▸ SELECTED EXTRACT:
>> start

8 times Stormont failed to deliver

In three months, the Assembly elections will give voters the chance to have their say on who will sit in Stormont for the next five years. At this point, it’s worth reflecting on what has (and hasn’t) been achieved by the current Executive. Use the comments to have your say and add anything (good or bad) that hasn’t made this list.

 

1: Integrated Education – The signatories of the Good Friday Agreement in 1998 pledged “to facilitate and encourage integrated education”, yet by 2014/15 only 7% of pupils in Northern Ireland were taught in integrated schools. The total number of pupils in grant-maintained and controlled integrated schools increased from 14,140 in 2000/1 to 17,558 in 2005/6 but only to 21,956 by 2014/15.

 

2: Flags, Parades and the Past – United States Special Envoy Richard Haas was dispatched to Stormont in the winter of 2013 to find a deal to deal once and for all with these contentious issues. On New Year’s Eve, Dr Haas was on a flight back to the States and two years on, very little has been resolved. By November 2015, the policing bill for Camp Twaddell, a protest against restrictions on Orange Order parades, had hit £18.5 million.

>> end

▸ RECORDS SHOWN:
>> start

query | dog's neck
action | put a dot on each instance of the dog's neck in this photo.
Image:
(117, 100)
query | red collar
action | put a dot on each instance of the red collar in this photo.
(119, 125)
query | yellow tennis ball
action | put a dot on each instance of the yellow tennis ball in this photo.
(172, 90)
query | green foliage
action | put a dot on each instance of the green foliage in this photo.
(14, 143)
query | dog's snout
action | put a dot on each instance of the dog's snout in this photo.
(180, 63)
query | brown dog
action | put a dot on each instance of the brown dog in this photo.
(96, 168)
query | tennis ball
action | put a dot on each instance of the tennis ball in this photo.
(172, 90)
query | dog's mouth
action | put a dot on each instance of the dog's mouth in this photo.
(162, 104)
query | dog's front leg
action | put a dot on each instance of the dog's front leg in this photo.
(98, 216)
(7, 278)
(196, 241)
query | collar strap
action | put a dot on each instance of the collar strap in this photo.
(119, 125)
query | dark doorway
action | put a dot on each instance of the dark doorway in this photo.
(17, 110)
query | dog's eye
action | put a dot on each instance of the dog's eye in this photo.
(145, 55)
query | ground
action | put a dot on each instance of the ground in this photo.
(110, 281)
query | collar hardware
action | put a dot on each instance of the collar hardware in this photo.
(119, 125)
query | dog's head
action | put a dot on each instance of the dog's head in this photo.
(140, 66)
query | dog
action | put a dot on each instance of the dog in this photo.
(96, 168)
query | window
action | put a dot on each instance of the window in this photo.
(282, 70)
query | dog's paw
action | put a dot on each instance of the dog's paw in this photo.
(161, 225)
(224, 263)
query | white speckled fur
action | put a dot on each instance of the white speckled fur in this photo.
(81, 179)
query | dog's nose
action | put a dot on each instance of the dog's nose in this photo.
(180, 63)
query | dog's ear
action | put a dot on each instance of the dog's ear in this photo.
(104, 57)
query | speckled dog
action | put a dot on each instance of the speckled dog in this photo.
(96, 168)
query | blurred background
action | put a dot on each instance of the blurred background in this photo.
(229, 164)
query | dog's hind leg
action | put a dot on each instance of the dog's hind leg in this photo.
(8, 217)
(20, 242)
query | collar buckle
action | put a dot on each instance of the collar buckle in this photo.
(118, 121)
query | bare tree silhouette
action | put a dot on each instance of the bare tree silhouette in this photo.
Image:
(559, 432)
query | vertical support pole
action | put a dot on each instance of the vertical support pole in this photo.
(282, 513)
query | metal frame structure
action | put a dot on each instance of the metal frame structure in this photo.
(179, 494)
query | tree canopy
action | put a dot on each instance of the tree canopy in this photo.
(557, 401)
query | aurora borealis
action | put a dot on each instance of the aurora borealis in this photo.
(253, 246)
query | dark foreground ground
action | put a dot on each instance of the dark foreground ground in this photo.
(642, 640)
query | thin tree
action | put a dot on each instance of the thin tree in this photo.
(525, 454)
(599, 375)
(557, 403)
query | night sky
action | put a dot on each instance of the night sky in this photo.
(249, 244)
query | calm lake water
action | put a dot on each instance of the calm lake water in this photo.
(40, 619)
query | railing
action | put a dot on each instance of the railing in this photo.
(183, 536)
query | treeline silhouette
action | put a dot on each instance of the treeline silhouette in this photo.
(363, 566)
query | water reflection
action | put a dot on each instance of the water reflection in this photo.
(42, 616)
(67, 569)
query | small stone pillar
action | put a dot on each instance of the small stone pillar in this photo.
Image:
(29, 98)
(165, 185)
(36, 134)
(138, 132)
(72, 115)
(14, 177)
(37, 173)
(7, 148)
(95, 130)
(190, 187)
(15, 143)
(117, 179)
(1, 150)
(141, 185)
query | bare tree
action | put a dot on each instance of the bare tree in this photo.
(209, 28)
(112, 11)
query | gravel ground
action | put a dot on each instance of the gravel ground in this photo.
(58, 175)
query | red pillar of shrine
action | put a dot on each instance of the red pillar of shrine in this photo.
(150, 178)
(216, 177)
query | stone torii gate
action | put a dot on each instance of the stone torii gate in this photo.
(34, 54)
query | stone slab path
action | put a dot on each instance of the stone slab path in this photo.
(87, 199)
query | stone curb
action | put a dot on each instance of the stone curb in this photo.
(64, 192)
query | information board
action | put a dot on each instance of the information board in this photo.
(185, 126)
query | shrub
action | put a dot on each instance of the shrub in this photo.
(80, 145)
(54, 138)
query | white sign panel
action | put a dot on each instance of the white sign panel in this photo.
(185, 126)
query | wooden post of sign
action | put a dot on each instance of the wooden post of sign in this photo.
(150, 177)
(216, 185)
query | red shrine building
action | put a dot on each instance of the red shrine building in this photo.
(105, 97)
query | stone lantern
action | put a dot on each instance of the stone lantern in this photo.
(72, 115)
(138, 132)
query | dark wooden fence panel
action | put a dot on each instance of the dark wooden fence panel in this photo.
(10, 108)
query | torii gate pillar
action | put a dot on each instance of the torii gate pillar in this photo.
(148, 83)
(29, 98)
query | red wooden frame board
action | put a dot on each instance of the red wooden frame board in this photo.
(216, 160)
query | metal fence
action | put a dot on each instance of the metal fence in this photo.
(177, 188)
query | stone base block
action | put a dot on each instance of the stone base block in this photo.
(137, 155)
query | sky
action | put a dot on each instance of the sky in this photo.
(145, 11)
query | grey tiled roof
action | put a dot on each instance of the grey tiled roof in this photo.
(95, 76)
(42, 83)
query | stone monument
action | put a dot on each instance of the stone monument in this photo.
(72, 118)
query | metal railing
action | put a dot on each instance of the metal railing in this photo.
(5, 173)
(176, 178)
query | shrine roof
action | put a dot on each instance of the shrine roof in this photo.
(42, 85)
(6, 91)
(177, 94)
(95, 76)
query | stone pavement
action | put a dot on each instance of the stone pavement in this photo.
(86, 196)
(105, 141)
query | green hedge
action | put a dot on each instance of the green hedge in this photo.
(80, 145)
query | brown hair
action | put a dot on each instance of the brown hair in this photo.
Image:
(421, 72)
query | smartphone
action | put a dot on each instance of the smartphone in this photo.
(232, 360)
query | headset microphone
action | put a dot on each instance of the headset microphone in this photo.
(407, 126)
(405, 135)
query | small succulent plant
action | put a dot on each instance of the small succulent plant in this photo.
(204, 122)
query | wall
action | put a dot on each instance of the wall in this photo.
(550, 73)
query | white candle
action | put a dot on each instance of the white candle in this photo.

>> end

▸ EXERCISES:
1. What three totals does the Stormont piece give for pupils in grant-maintained and controlled integrated schools? Give each with its school year.
2. Copy the records from the line that contains "query | brown hair" through the last line of the records, including both of those lines.

▸ LIST OF SOLUTIONS:
1.
- 14,140 in 2000/1
- 17,558 in 2005/6
- 21,956 by 2014/15

2.
query | brown hair
action | put a dot on each instance of the brown hair in this photo.
Image:
(421, 72)
query | smartphone
action | put a dot on each instance of the smartphone in this photo.
(232, 360)
query | headset microphone
action | put a dot on each instance of the headset microphone in this photo.
(407, 126)
(405, 135)
query | small succulent plant
action | put a dot on each instance of the small succulent plant in this photo.
(204, 122)
query | wall
action | put a dot on each instance of the wall in this photo.
(550, 73)
query | white candle
action | put a dot on each instance of the white candle in this photo.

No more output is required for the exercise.